Exercise aim
Pick up the description of the lab's research methods after its last sentence and continue writing it.

Selected passage
=== Section Start ===
In all of our projects we aim to obtain answers to our questions by combining molecular biology, biochemistry and high-resolution microscopy with genetic and phenotypic analyses at the level of the whole organism. We believe that this approach is much more informative than relying exclusively on tissue culture or in vitro systems.
Specifically, we use the following methods:
Molecular Biology: We generate numerous expression constructs for expression of a protein of interest in bacteria, in tissue culture and especially in transgenic flies. Most of these constructs are epitope tagged, often with tags suitable for life imaging, including GFP, RFP, Cherry etc. For the generation of these constructs we use the Gateway cloning system that allows the rapid generation of series of constructs with different N- and C-terminal tags.
=== Section End ===
(Referring expression pointing data)
=== Section Start ===
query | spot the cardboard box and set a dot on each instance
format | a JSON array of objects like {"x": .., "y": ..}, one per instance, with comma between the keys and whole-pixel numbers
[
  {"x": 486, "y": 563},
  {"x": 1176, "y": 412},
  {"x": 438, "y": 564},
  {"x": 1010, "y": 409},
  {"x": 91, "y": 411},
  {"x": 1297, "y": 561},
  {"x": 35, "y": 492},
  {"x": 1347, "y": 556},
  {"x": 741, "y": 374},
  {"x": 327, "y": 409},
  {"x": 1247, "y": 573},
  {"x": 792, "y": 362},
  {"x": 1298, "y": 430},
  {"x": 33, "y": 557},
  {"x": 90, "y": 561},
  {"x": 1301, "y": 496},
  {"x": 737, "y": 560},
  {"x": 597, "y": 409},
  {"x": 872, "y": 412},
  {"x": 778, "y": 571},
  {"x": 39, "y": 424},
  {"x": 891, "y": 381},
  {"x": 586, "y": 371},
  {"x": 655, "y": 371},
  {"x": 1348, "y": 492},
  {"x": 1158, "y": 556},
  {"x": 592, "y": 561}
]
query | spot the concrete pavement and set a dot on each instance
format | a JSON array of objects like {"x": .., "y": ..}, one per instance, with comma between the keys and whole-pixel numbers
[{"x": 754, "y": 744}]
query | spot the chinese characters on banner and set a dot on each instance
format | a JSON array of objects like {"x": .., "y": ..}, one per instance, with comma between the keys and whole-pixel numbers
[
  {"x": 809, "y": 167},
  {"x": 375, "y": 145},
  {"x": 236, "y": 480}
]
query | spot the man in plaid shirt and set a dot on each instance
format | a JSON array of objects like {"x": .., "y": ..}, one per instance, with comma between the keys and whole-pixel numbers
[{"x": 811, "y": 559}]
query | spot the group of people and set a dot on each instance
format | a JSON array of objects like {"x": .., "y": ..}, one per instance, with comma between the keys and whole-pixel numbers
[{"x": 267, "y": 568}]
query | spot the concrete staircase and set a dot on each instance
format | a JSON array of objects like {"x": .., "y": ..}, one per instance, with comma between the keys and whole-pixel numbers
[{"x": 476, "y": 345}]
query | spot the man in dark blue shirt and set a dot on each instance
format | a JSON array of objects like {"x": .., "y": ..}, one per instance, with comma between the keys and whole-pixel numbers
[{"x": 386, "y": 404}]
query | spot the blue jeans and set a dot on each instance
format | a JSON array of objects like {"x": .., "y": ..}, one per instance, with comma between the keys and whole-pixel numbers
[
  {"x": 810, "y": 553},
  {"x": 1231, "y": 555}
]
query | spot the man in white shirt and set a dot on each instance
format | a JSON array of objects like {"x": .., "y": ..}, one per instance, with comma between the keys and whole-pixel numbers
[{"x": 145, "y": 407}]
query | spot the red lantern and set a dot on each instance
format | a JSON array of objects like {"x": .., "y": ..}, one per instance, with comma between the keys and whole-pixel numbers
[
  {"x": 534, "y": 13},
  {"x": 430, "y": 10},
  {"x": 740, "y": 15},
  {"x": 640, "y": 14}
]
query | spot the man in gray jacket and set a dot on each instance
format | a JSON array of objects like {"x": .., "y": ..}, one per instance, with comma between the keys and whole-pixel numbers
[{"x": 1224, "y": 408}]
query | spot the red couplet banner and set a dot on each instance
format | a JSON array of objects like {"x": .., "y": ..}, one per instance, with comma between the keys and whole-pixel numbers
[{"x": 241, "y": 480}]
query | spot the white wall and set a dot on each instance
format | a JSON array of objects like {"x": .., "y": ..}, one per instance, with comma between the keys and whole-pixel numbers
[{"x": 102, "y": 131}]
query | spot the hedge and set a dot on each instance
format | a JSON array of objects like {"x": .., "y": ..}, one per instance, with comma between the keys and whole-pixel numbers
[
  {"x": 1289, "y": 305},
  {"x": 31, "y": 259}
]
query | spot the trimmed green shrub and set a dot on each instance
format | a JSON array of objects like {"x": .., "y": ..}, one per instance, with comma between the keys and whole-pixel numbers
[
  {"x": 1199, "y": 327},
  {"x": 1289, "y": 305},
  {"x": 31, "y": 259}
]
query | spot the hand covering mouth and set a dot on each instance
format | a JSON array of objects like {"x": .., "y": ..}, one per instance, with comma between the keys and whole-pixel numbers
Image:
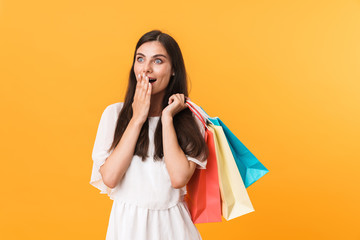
[{"x": 151, "y": 80}]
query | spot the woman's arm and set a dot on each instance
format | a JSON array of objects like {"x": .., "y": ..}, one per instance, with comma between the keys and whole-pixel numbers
[
  {"x": 119, "y": 160},
  {"x": 179, "y": 167}
]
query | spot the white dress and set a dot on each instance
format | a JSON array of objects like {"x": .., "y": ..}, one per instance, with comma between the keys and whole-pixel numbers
[{"x": 145, "y": 205}]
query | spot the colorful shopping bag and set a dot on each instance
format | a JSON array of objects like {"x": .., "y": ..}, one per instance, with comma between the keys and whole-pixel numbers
[
  {"x": 235, "y": 199},
  {"x": 203, "y": 193},
  {"x": 250, "y": 168}
]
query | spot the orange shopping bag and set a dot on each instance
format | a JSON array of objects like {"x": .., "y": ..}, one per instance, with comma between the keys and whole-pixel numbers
[{"x": 203, "y": 192}]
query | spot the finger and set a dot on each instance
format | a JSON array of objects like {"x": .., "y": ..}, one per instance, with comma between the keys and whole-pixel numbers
[
  {"x": 148, "y": 93},
  {"x": 145, "y": 86},
  {"x": 171, "y": 99}
]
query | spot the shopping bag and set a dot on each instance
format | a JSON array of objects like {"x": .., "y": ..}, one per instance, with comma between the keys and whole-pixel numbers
[
  {"x": 250, "y": 168},
  {"x": 234, "y": 197},
  {"x": 203, "y": 193}
]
=== Section End ===
Answer area
More recently, we have started to use genomic BAC constructs, both for the introduction of mutations and for addition of epitope tags by recombineering in bacteria that allow the expression of the manipulated genes of interest under control of the endogenous regulatory sequences. These constructs are then used for the generation of transgenic fly lines using specific targeting sites in the genome.
Biochemistry: We perform co-immunoprecipitation experiments from whole animal or tissue culture cell extracts to isolate protein complexes that are analyzed by immunoblots or by mass spectrometry. We also perform lipid-binding experiments with purified bacterially expressed fusion proteins. The function of kinases is analyzed by in vitro kinase assays.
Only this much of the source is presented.